> The data:

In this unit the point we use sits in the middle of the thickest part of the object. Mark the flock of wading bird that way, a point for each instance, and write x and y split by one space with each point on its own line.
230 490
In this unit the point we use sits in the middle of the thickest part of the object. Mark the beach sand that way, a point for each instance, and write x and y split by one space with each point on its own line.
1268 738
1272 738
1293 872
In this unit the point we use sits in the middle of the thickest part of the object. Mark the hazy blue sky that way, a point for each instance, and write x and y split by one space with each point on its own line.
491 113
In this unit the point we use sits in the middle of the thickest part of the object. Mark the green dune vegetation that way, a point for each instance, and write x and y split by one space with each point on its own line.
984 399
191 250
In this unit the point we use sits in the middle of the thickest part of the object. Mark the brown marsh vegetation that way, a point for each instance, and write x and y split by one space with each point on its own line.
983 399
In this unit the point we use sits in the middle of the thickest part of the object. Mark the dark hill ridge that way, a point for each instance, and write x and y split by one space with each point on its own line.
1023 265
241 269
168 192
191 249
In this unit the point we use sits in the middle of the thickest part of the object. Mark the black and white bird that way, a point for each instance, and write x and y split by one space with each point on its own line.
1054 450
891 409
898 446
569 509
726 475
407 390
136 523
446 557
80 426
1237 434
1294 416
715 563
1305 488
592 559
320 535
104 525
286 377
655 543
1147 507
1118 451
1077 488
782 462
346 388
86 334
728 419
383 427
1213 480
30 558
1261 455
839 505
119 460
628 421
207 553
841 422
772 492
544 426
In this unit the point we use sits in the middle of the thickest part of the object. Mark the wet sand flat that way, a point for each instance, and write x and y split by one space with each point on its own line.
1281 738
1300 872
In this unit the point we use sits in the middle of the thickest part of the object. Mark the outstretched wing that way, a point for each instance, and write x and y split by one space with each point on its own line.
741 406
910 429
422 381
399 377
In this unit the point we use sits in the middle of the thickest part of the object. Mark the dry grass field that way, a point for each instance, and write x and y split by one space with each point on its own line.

> Exercise aim:
Express all of the data above as a JSON list of strings, one string per line, omitting any blank lines.

> Correct answer:
[
  "In this unit the point we use sits in the middle of the thickest part of the object. Mark the flock of wading bird that way, a point for each instance, and write x and y split by one space with each point on its own line.",
  "230 490",
  "In this unit the point we use sits in the middle of the thickest part of the object. Mark the beach sand that way, a point for each instance, and write x and y split by one space with each point on its own line.",
  "1268 738",
  "1272 738",
  "1293 872",
  "In this unit the point we use sits in the middle of the thickest part of the object. Mark the hazy blue sky that way, a point for each instance, and write x and y split by one space with each point on its own line.",
  "491 113",
  "In this unit the point we use sits in the middle of the thickest part of the object. Mark the green dune vegetation that way, a point for each instance, and write x and y split by one space with each point on its own line.",
  "984 399",
  "191 250",
  "In this unit the point we use sits in the middle of the thickest part of the object. Mark the brown marsh vegetation that way, a point for each instance, and write x and y split by one space with each point on its own line.",
  "983 399",
  "In this unit the point we use sits in the middle of the thickest part of the object. Mark the dark hill ridge that way, a point for each instance, and write x and y split by one space with each point on its own line.",
  "1023 265",
  "241 269",
  "168 192",
  "191 249",
  "In this unit the point we use sits in the middle of the thickest part of the object. Mark the black and white bird that way, a point for each instance, and write x and y split by one space with each point on its own line.",
  "1054 450",
  "891 409",
  "898 446",
  "569 509",
  "726 475",
  "407 390",
  "136 523",
  "446 557",
  "80 426",
  "1237 434",
  "1294 416",
  "715 563",
  "1305 488",
  "592 559",
  "320 535",
  "104 525",
  "286 377",
  "655 543",
  "1147 507",
  "1118 451",
  "1077 488",
  "782 462",
  "346 388",
  "86 334",
  "728 419",
  "383 427",
  "1213 480",
  "30 558",
  "1261 455",
  "839 505",
  "119 460",
  "628 421",
  "207 553",
  "841 422",
  "772 492",
  "544 426",
  "In this unit the point we use sits in the middle of the thickest part of the object. Mark the wet sand flat that way, a point for each instance, and write x and y split by one space with each point on its own line.",
  "1281 738",
  "1300 872",
  "In this unit the point we use sits in the middle of the thickest part of the object. Mark the outstretched wing that way, a point for each instance, and write x and y split by one space with each point on its own line.",
  "741 406",
  "910 429",
  "422 381",
  "399 377",
  "In this unit the point we use sits in the middle of the thickest part of the object. Mark the dry grass field that way, a point for each instance, and write x and y split by one space with each point on its own line."
]